**Problems to work on**
**A.** Answer these from the ENet post:
(i) What is the name of the open source game in which the writer has been using ENet?
(ii) In the bot example, what does the server send to the client at a regular interval using unreliable sequenced packets?
(iii) According to the writer, the idea is only useful when how many machines are on the network?
**B.** Quote the stretch of the ENet post from "[ENet-discuss] New idea" through "great library =)".
=== Page text ===
[ENet-discuss] New idea for packet sending
Benny Kramek
benny at kramekweb.com
Sat Feb 21 01:24:02 PST 2004
Hi, I've been using ENet in an open source game called DIE
http://die.sf.net and so far everything has been working awesome. Thanks
for such a great library =)
I've decided to recode the game engine from scratch because a lot of
things were getting too messy. So I've been thinking about how to do the
new networking structrue, and I came up with an idea for sending network
packets that is sort of a mixture between reliable and unreliable
packets. I don't really know anything about low level networking or
about UDP, so I thought that I would ask here if anyone has any comments
on my idea.
Explaining it is a little hard, so I'll try with an example:
Imagine a FPS game where the server is controlling an AI bot and a
client is watching the bot move around. One approach to do this is for
the server to send to the client at a regular interval the position of
the bot, using unreliable sequenced packets. It doesn't matter if a
packet gets dropped, because the position will be updated by the time it
could have been resent. But when the health of the bot changes, then the
server must send a reliable packet that contains the new value of the
health. The health doesn't change often, so it's important for the
packet to arrive when it's value changes.
The idea I have, is to unify these 2 methods of sending packets. My idea
is only useful when there are 2 machines on the network, and one machine
needs to update the other machine on a changing value. This is sort of
how it works, the details I'm still not sure about:
Let's say a server needs to update a client about the position and
health of a bot:
The server has a "network update tick" that runs at a constant rate. The
server has a list of values that need to be "replicated" to the
client(bot-position and bot-health). During the network update tick, the
server checks to see which values changed since the last network update
tick. It sends the updated values to the client using an unreliable
sequenced packet. If a value hasn't changed for 1 tick, then the server
sends out an unreliable packet that represents a request for the client
to confirm the arrival of the updated value. The server keeps track for
each value(position and health) how many network update ticks have
passed since the value was changed, as long as the confirmation packet
has not yet been recieved from the client. The server will resend the
value if a threshhold is reached.
=== Available data ===
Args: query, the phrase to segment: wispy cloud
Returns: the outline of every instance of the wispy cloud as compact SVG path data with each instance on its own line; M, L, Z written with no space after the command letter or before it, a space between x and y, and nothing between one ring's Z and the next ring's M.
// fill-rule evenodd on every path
===
**Written answers**
**A.**
(i) DIE
(ii) The position of the bot
(iii) 2

**B.**
[ENet-discuss] New idea for packet sending
Benny Kramek
benny at kramekweb.com
Sat Feb 21 01:24:02 PST 2004
Hi, I've been using ENet in an open source game called DIE
http://die.sf.net and so far everything has been working awesome. Thanks
for such a great library =)